_EXERCISE OBJECTIVE_: Write out every line of the data below as a numbered list, skipping blank lines and leaving out the pictures.

——————————

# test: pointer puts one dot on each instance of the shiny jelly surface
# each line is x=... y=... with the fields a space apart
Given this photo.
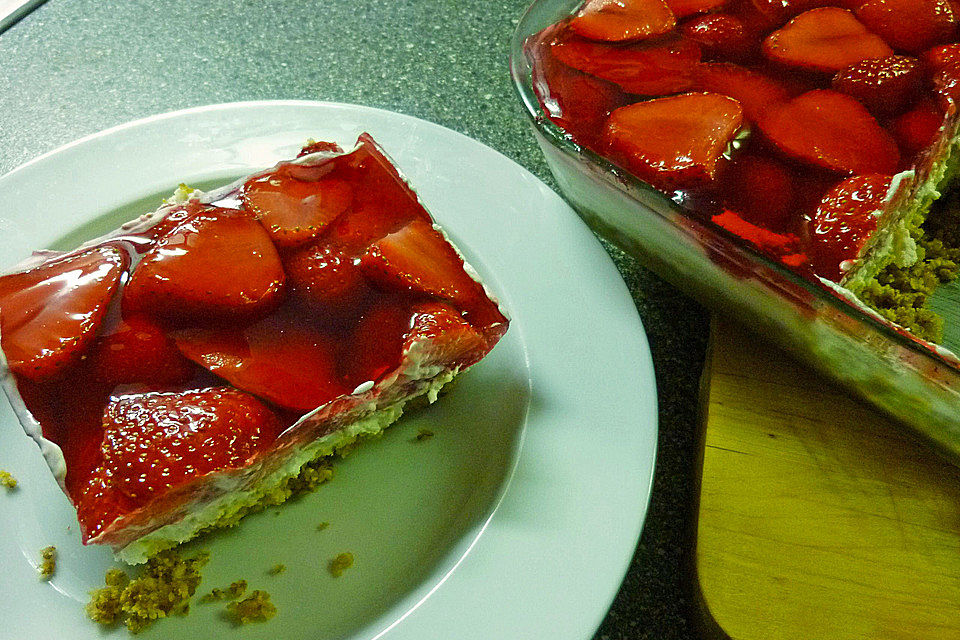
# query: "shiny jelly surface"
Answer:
x=187 y=347
x=830 y=100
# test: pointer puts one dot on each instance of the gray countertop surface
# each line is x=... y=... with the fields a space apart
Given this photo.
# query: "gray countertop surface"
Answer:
x=75 y=67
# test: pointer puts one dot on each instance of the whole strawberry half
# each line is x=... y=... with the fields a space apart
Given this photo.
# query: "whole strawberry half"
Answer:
x=621 y=20
x=846 y=217
x=675 y=142
x=295 y=203
x=885 y=86
x=916 y=129
x=216 y=265
x=50 y=314
x=418 y=258
x=721 y=36
x=573 y=99
x=286 y=358
x=655 y=69
x=909 y=25
x=156 y=442
x=833 y=131
x=137 y=352
x=825 y=39
x=755 y=91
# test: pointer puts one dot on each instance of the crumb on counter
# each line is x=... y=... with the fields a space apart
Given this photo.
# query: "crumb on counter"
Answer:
x=234 y=591
x=165 y=586
x=7 y=479
x=48 y=564
x=340 y=564
x=254 y=608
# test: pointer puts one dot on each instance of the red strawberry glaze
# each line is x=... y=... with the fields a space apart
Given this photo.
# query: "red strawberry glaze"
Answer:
x=829 y=90
x=236 y=320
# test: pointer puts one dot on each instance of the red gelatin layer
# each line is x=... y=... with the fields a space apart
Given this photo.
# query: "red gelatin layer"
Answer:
x=832 y=94
x=175 y=360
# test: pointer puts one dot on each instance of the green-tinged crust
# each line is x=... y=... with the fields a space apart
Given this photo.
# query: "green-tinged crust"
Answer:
x=165 y=587
x=234 y=591
x=254 y=608
x=48 y=562
x=305 y=470
x=7 y=480
x=900 y=294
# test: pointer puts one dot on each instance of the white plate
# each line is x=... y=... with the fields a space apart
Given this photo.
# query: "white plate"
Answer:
x=516 y=520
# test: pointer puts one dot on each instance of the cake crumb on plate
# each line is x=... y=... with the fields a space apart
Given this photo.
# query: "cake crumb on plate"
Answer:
x=254 y=608
x=49 y=564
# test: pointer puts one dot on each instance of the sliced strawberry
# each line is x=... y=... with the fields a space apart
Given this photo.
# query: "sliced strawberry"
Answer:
x=846 y=217
x=831 y=130
x=916 y=129
x=138 y=352
x=940 y=57
x=761 y=16
x=674 y=142
x=429 y=333
x=295 y=203
x=683 y=8
x=825 y=39
x=383 y=202
x=218 y=264
x=573 y=100
x=319 y=146
x=377 y=341
x=156 y=442
x=909 y=25
x=785 y=247
x=885 y=86
x=50 y=313
x=761 y=190
x=325 y=276
x=721 y=36
x=285 y=358
x=647 y=69
x=621 y=20
x=418 y=258
x=439 y=335
x=946 y=84
x=755 y=92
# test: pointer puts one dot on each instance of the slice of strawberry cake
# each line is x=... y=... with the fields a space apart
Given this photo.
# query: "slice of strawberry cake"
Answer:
x=205 y=359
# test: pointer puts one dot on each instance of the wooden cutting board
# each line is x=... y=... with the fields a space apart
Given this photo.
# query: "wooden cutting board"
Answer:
x=818 y=518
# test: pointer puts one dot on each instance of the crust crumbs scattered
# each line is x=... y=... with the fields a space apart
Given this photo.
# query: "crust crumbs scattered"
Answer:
x=49 y=564
x=7 y=480
x=340 y=564
x=234 y=591
x=254 y=608
x=167 y=583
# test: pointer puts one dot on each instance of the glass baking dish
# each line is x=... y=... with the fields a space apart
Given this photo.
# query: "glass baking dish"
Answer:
x=913 y=381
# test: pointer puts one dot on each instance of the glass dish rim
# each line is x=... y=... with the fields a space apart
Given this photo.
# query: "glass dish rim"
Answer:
x=521 y=74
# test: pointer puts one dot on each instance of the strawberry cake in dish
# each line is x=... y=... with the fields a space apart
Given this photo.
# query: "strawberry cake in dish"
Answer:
x=206 y=358
x=821 y=132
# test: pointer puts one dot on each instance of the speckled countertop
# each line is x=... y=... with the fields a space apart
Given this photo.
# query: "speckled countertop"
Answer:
x=74 y=67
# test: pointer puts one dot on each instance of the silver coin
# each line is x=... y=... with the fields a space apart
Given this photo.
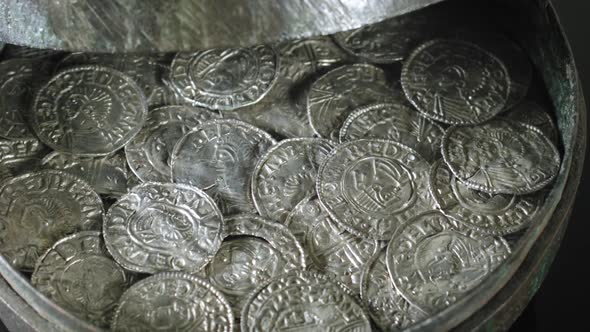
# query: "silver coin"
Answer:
x=220 y=156
x=37 y=209
x=501 y=157
x=304 y=301
x=163 y=227
x=434 y=261
x=107 y=175
x=498 y=214
x=173 y=301
x=254 y=251
x=149 y=152
x=225 y=79
x=385 y=305
x=286 y=174
x=371 y=187
x=395 y=122
x=19 y=80
x=332 y=250
x=455 y=82
x=89 y=111
x=78 y=274
x=342 y=90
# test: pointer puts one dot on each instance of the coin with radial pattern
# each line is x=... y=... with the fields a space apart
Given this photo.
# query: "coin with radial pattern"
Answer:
x=286 y=174
x=498 y=214
x=37 y=209
x=148 y=153
x=371 y=187
x=80 y=276
x=220 y=156
x=303 y=301
x=339 y=92
x=396 y=122
x=331 y=250
x=455 y=82
x=225 y=79
x=107 y=175
x=173 y=301
x=163 y=227
x=434 y=261
x=254 y=251
x=385 y=305
x=501 y=157
x=89 y=111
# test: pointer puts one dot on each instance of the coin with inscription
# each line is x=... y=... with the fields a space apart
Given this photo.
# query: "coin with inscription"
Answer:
x=254 y=251
x=341 y=91
x=37 y=209
x=303 y=301
x=79 y=275
x=173 y=301
x=332 y=250
x=371 y=187
x=163 y=227
x=89 y=111
x=148 y=153
x=434 y=261
x=501 y=157
x=498 y=214
x=396 y=122
x=455 y=82
x=225 y=79
x=219 y=156
x=286 y=174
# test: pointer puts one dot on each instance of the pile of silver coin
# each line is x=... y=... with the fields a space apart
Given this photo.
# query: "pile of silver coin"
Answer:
x=359 y=181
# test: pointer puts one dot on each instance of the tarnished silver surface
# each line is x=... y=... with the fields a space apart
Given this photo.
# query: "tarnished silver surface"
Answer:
x=219 y=156
x=455 y=82
x=225 y=79
x=148 y=153
x=498 y=214
x=371 y=187
x=173 y=301
x=37 y=209
x=79 y=275
x=396 y=122
x=163 y=227
x=331 y=250
x=501 y=156
x=434 y=261
x=286 y=174
x=303 y=301
x=88 y=110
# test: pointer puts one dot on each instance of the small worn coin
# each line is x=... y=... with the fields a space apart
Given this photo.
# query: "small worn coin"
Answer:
x=173 y=301
x=37 y=209
x=225 y=79
x=286 y=174
x=107 y=175
x=254 y=251
x=371 y=187
x=79 y=275
x=89 y=111
x=332 y=250
x=220 y=156
x=434 y=260
x=501 y=157
x=341 y=91
x=303 y=301
x=498 y=214
x=163 y=227
x=148 y=153
x=455 y=82
x=395 y=122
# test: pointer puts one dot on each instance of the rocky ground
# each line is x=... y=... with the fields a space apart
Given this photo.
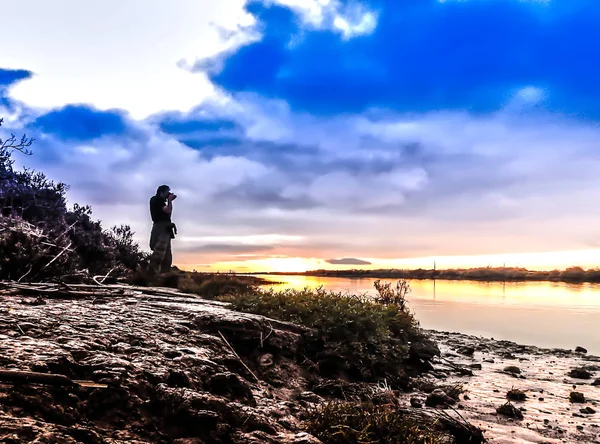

——————————

_COMPLETED EXERCISE_:
1. # test: pointer puts one dot on each instance of the shiny jelly surface
2. # each line is x=... y=... with the fields a space apart
3. Given this photo.
4. # query: "shiny jelly surface"
5. Answer:
6. x=187 y=347
7. x=830 y=100
8. # test: pointer puts one dot on each instance of the gray countertop surface
9. # each line is x=... y=... with the fields a space apart
10. Given this photo.
11. # query: "gray countertop surface"
12. Answer:
13. x=75 y=67
14. # test: pointer puts one dot on each instance of the whole strawberry half
15. # each line is x=... y=... with the fields a space apart
16. Given this photo.
17. # query: "whole strawberry half"
18. Answer:
19. x=621 y=20
20. x=846 y=217
21. x=675 y=142
22. x=295 y=203
23. x=885 y=86
24. x=916 y=129
25. x=216 y=265
26. x=50 y=314
27. x=418 y=258
28. x=721 y=36
29. x=573 y=99
30. x=286 y=358
31. x=655 y=69
32. x=909 y=25
33. x=156 y=442
34. x=833 y=131
35. x=137 y=352
36. x=825 y=39
37. x=755 y=91
38. # test: pointer puts one dot on each instance of the crumb on counter
39. # each line is x=... y=... with the fields a space apart
40. Given this photo.
41. # query: "crumb on counter"
42. Answer:
43. x=234 y=591
44. x=165 y=586
45. x=7 y=479
46. x=48 y=564
47. x=340 y=564
48. x=254 y=608
49. # test: pointer puts one dot on each instance of the red strawberry glaze
50. # each line is x=... y=... with the fields a space apart
51. Given this photo.
52. # query: "red strawberry glaze"
53. Answer:
54. x=829 y=90
55. x=236 y=320
56. # test: pointer puts one dot on each instance of the red gelatin layer
57. # each line is x=... y=... with the fields a space apart
58. Given this photo.
59. # query: "red gelatin layer"
60. Answer:
61. x=832 y=94
62. x=175 y=360
63. # test: pointer puts one dot on each instance of the green-tinged crust
64. # each line is x=... y=... with the fields a space apart
65. Given this photo.
66. # query: "green-tinged crust"
67. Answer:
68. x=165 y=587
69. x=234 y=591
70. x=254 y=608
71. x=48 y=562
72. x=305 y=470
73. x=7 y=480
74. x=900 y=294
75. # test: pointer puts one dot on each instance of the white plate
76. # each line is x=... y=... with the fields a space apart
77. Given this photo.
78. # query: "white plate"
79. Answer:
80. x=516 y=520
81. # test: pointer puts one dot on each instance of the cake crumb on plate
82. # each line is x=... y=... with the fields a space apart
83. Given this photo.
84. # query: "cake crumb on plate"
85. Answer:
86. x=254 y=608
87. x=49 y=564
88. # test: pointer puts one dot on each instance of the sliced strawberry
89. # each line is x=... y=... with the fields a space apart
90. Given this photo.
91. # query: "sliced strawberry"
92. Answer:
93. x=846 y=217
94. x=831 y=130
95. x=916 y=129
96. x=138 y=352
97. x=940 y=57
98. x=761 y=16
99. x=674 y=142
100. x=429 y=333
101. x=295 y=203
102. x=683 y=8
103. x=825 y=39
104. x=383 y=202
105. x=218 y=264
106. x=573 y=100
107. x=319 y=146
108. x=377 y=341
109. x=156 y=442
110. x=909 y=25
111. x=785 y=247
112. x=885 y=86
113. x=50 y=313
114. x=761 y=190
115. x=325 y=276
116. x=721 y=36
117. x=285 y=358
118. x=647 y=69
119. x=621 y=20
120. x=418 y=258
121. x=439 y=335
122. x=946 y=84
123. x=755 y=92
124. # test: pointer puts one dot on each instance of the slice of strawberry cake
125. # each line is x=... y=... with the fields a space apart
126. Given this photo.
127. # query: "slice of strawberry cake"
128. Answer:
129. x=205 y=359
130. # test: pointer puts one dot on each instance of the wooden cutting board
131. # each line is x=... y=... with the fields a space apart
132. Given this photo.
133. # query: "wooden cutting board"
134. Answer:
135. x=818 y=518
136. # test: pointer puts one dot on each instance of the crust crumbs scattered
137. # each line is x=... y=... with the fields a space apart
138. Given this photo.
139. # query: "crust crumbs scattered"
140. Answer:
141. x=49 y=564
142. x=7 y=480
143. x=340 y=564
144. x=234 y=591
145. x=254 y=608
146. x=167 y=583
147. # test: pointer puts one dot on each instance of the glass baking dish
148. # each line is x=... y=... with the fields a space apart
149. Given this photo.
150. # query: "glass baking dish"
151. Answer:
152. x=913 y=381
153. # test: pointer puts one dot on each instance of the glass dish rim
154. # each line is x=... y=... with the fields a space apart
155. Given this photo.
156. # query: "glass dish rim"
157. Answer:
158. x=521 y=74
159. # test: pointer puts one dot on each instance of the strawberry cake in dish
160. # each line is x=... y=... with the fields a space apart
161. Given this photo.
162. # query: "strawberry cake in dish"
163. Answer:
164. x=206 y=358
165. x=821 y=132
166. # test: pointer puts one dot on each instance of the speckled countertop
167. # each line is x=... y=... with the fields a space apart
168. Given this photo.
169. # query: "speckled countertop"
170. Answer:
171. x=74 y=67
172. # test: pointer puts one dot on each instance of the silver coin
173. # each line is x=... y=... with the fields a space apart
174. Given this photo.
175. # query: "silver coin"
176. Answer:
177. x=220 y=156
178. x=37 y=209
179. x=501 y=157
180. x=304 y=301
181. x=163 y=227
182. x=434 y=261
183. x=107 y=175
184. x=498 y=214
185. x=173 y=301
186. x=254 y=251
187. x=149 y=152
188. x=225 y=79
189. x=385 y=305
190. x=286 y=174
191. x=371 y=187
192. x=395 y=122
193. x=19 y=80
194. x=332 y=250
195. x=455 y=82
196. x=89 y=111
197. x=78 y=274
198. x=342 y=90
199. # test: pointer puts one dot on each instance of the coin with radial pattern
200. # each line is x=... y=... with the fields a space apart
201. Given this photo.
202. # query: "coin with radial pattern"
203. Answer:
204. x=286 y=174
205. x=498 y=214
206. x=37 y=209
207. x=148 y=153
208. x=371 y=187
209. x=80 y=276
210. x=220 y=156
211. x=303 y=301
212. x=339 y=92
213. x=396 y=122
214. x=331 y=250
215. x=455 y=82
216. x=225 y=79
217. x=107 y=175
218. x=173 y=301
219. x=163 y=227
220. x=434 y=261
221. x=254 y=251
222. x=385 y=305
223. x=501 y=157
224. x=89 y=111
225. # test: pointer puts one dot on each instance of the coin with inscription
226. # each line is x=... y=... with the fields a space apart
227. Given this photo.
228. # query: "coin with inscription"
229. Answer:
230. x=254 y=251
231. x=341 y=91
232. x=37 y=209
233. x=303 y=301
234. x=79 y=275
235. x=173 y=301
236. x=332 y=250
237. x=371 y=187
238. x=163 y=227
239. x=89 y=111
240. x=148 y=153
241. x=434 y=261
242. x=501 y=157
243. x=498 y=214
244. x=396 y=122
245. x=455 y=82
246. x=225 y=79
247. x=219 y=156
248. x=286 y=174
249. # test: pointer puts one dot on each instance of the pile of silver coin
250. # each line is x=... y=... with the fields a space apart
251. Given this photo.
252. # query: "pile of silver coin"
253. Answer:
254. x=359 y=181
255. # test: pointer puts one dot on each instance of the tarnished silver surface
256. # each line is x=... y=... with the fields a space apart
257. Given this photo.
258. # query: "tarnished silver surface"
259. Answer:
260. x=219 y=156
261. x=455 y=82
262. x=225 y=79
263. x=148 y=153
264. x=498 y=214
265. x=371 y=187
266. x=173 y=301
267. x=37 y=209
268. x=79 y=275
269. x=396 y=122
270. x=163 y=227
271. x=331 y=250
272. x=501 y=156
273. x=434 y=261
274. x=286 y=174
275. x=303 y=301
276. x=88 y=110
277. # test: pointer puts one dot on each instance of the small worn coin
278. # each line is x=... y=... with the fields a space apart
279. Given this photo.
280. # query: "small worn coin"
281. Answer:
282. x=173 y=301
283. x=37 y=209
284. x=225 y=79
285. x=286 y=174
286. x=107 y=175
287. x=254 y=251
288. x=371 y=187
289. x=79 y=275
290. x=89 y=111
291. x=332 y=250
292. x=220 y=156
293. x=434 y=260
294. x=501 y=157
295. x=341 y=91
296. x=303 y=301
297. x=498 y=214
298. x=163 y=227
299. x=148 y=153
300. x=455 y=82
301. x=395 y=122
302. # test: pointer puts one dot on each instance of the rocky ground
303. # each line is x=... y=... with the fields a space apart
304. Given this photo.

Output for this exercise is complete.